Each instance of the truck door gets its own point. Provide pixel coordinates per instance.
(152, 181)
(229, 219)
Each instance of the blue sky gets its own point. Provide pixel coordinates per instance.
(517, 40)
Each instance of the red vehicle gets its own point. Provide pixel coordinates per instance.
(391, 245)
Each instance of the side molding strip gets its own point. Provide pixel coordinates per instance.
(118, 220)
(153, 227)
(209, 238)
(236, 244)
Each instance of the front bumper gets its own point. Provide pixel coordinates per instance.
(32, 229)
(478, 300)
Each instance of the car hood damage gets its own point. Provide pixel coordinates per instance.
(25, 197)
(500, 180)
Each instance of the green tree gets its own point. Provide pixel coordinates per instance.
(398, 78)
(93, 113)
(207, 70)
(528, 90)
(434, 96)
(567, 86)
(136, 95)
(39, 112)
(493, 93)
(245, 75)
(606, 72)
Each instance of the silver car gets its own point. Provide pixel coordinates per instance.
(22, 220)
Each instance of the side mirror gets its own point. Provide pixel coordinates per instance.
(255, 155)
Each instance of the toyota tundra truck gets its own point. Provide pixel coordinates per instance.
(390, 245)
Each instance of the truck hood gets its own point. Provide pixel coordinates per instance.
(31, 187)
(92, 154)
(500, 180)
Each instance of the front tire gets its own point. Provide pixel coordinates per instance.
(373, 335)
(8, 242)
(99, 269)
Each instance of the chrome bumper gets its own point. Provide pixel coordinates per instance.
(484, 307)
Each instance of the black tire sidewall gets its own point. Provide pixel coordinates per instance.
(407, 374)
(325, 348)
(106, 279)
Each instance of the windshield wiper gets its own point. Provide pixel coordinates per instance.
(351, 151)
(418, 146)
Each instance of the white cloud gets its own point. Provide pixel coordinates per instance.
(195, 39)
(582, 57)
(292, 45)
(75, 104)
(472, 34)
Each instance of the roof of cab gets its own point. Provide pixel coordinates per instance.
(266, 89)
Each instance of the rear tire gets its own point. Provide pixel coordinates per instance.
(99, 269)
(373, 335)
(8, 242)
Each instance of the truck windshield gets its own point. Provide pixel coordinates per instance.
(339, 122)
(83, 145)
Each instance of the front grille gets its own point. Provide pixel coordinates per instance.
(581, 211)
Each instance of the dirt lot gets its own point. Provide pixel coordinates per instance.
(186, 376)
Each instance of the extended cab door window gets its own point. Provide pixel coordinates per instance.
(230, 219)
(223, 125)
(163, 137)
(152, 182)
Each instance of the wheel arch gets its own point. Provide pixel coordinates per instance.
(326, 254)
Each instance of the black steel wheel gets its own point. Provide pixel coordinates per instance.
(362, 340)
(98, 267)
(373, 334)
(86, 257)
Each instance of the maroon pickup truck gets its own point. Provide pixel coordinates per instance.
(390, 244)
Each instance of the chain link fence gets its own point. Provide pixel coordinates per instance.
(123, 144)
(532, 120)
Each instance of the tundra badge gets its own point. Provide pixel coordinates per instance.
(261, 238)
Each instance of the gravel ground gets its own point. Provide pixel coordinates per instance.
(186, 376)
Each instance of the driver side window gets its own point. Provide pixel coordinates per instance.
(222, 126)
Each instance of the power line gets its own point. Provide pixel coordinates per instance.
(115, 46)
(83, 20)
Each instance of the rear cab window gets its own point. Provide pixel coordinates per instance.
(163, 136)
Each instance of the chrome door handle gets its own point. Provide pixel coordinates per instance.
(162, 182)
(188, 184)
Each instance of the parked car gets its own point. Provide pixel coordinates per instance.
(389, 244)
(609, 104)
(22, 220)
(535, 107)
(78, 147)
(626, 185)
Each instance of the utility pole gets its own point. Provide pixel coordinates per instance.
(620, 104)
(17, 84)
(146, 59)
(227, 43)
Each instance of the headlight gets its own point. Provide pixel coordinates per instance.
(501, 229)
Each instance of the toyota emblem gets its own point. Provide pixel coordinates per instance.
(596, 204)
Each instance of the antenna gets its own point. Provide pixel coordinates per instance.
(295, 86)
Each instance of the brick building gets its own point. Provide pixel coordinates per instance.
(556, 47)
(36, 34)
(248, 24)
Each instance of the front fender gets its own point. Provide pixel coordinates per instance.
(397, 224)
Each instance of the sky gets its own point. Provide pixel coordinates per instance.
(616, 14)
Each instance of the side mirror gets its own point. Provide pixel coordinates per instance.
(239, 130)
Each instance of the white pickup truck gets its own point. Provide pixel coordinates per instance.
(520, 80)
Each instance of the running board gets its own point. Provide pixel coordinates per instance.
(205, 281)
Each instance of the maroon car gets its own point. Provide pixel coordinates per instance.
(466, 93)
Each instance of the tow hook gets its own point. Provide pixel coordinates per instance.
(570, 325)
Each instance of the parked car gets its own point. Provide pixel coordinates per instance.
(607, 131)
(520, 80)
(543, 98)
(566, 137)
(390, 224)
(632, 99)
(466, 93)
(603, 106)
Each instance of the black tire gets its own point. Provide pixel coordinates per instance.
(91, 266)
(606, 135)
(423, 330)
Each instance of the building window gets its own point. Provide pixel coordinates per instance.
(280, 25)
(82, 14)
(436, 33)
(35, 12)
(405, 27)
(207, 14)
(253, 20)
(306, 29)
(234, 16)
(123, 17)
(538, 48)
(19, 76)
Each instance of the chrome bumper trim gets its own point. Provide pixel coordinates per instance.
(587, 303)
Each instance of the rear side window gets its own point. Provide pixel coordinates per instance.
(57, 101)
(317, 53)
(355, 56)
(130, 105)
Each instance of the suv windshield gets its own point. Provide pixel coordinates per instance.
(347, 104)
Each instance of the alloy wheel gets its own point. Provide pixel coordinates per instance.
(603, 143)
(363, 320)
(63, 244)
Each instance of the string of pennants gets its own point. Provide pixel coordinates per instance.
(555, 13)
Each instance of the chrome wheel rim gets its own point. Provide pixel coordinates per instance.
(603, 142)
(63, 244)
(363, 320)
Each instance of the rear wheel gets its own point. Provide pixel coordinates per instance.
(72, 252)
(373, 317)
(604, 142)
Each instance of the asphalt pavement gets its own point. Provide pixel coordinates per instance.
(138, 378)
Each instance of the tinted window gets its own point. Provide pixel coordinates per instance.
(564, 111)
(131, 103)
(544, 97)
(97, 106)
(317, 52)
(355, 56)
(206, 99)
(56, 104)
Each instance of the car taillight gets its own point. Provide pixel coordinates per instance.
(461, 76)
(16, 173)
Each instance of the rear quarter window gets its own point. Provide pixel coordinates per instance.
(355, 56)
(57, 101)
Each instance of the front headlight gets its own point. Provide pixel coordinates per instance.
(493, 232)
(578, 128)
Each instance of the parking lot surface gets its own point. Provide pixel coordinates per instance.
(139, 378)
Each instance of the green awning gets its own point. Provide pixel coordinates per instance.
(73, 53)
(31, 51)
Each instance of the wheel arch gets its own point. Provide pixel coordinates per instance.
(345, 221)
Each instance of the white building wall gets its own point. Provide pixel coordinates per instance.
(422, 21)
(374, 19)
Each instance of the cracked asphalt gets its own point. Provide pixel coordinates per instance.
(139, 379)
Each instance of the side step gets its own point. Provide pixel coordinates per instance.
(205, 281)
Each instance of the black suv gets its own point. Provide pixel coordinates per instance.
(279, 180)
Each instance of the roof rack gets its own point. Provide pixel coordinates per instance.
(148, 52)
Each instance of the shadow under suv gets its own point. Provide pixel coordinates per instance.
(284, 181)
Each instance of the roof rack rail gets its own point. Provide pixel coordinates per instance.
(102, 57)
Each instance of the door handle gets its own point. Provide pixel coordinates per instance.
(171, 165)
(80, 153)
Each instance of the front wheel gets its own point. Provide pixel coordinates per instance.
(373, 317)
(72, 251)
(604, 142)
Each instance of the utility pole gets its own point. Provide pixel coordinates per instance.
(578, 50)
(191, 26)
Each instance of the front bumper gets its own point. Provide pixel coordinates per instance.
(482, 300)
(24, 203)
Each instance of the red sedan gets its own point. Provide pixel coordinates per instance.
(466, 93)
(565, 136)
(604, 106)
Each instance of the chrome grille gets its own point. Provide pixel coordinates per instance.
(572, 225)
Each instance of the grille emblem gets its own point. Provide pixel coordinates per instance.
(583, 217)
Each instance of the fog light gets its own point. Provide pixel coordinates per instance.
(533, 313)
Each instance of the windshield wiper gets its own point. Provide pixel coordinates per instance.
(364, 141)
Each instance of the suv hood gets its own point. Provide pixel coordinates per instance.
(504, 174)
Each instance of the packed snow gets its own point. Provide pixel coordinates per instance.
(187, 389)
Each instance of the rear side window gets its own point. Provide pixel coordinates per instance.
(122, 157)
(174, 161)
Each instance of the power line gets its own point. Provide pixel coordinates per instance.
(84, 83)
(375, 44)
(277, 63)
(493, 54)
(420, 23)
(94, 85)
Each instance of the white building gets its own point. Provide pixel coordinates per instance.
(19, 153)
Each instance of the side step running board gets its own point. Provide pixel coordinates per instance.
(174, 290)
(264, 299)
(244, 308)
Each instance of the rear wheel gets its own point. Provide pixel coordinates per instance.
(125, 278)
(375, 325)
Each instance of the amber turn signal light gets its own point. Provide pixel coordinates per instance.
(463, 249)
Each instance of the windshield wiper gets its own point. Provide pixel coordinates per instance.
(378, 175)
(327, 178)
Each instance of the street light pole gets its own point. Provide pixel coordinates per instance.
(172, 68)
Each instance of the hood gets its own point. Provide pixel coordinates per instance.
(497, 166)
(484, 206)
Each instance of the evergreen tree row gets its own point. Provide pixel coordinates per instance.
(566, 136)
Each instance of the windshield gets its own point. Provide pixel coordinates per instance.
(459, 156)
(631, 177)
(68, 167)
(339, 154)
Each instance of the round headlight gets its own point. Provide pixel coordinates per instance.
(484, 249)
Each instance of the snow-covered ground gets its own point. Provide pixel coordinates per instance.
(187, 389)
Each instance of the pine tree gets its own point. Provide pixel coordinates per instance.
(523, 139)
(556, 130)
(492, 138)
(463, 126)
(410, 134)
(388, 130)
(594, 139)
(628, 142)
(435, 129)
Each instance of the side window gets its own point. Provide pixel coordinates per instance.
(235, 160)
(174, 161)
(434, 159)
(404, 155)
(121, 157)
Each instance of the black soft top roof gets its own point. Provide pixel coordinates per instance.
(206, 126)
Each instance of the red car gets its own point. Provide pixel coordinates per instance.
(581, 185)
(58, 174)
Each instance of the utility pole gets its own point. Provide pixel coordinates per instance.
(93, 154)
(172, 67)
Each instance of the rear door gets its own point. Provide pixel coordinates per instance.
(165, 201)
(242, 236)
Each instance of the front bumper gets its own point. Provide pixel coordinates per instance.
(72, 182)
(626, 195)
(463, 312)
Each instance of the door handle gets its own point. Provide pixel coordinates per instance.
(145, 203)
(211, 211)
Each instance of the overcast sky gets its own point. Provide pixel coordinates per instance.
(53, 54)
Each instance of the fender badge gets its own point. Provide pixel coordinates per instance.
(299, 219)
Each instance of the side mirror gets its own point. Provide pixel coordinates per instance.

____

◆ Your instructions:
Look above for the line containing "Each instance of the overcast". From there to the final line of the entries, repeat every line exactly.

◆ Result of the task:
Each instance of the overcast sky gets its own point. Provide pixel coordinates per instance.
(53, 54)
Each instance of the fender badge gets its own point. Provide pixel coordinates per instance.
(299, 219)
Each instance of the side mirror gets its own point. Provide pixel coordinates per instance.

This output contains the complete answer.